[WHAT YOU WILL DO]
- a) According to the product search extract, which model does `encode()` use to embed product titles and descriptions?
- b) Pick up the product search extract after its final sentence and keep writing it.

[EXTRACT]
────────

Everything else stays identical. The defaults in `config.yaml` point at `http://localhost:8080` so env vars are only needed when you are hitting something remote.

### Prefer TypeScript?

Same flow, Node 22+ and `pnpm` required. See the [TypeScript README](https://github.com/superlinked/sie/blob/main/examples/ecommerce-product-search/typescript/README.md) for the Express version.

## How it works

Ingest builds a searchable index once:

1. **`extract()`** pulls structured attributes (`brand`, `color`, `material`, `size`, `product_type`) from raw product descriptions with `urchade/gliner_multi-v2.1`. Zero-shot, no training data, no custom schema work.
2. **`encode()`** embeds every product's title and description into 1,024-dim dense vectors with `NovaSearch/stella_en_400M_v5`.

The index is just two files on disk (`data/embeddings.npy` and `data/metadata.json`).

────────

[AVAILABLE DATA]
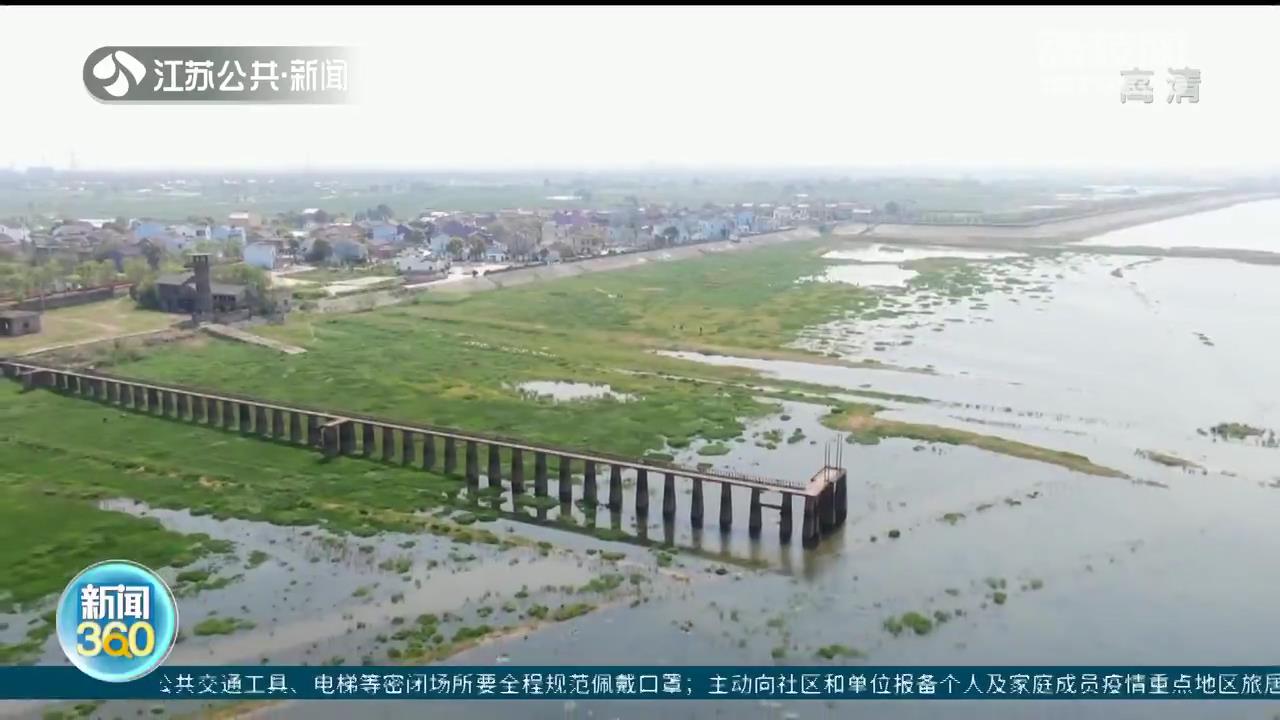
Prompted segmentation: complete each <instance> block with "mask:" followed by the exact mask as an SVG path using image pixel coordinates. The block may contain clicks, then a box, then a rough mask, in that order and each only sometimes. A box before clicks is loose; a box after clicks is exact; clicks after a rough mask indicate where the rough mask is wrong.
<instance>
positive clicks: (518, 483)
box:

────────

[RESULTS IN ORDER]
- a) `NovaSearch/stella_en_400M_v5`

- b)
Search runs this on every incoming query:

1. **`encode()`** the query with a query-side prefix (Stella is asymmetric).
2. Cosine similarity against the in-memory matrix gives the top 100 candidates.
3. Filter by extracted attributes if the request specifies any.
4. **`score()`** reranks the candidates with the `BAAI/bge-reranker-v2-m3` cross-encoder and returns the top 10.

Three model families, three roles, one endpoint. No per-model container to ship, no GPU scheduling to babysit, no separate reranker service.

## API reference

Both backends expose the same three endpoints.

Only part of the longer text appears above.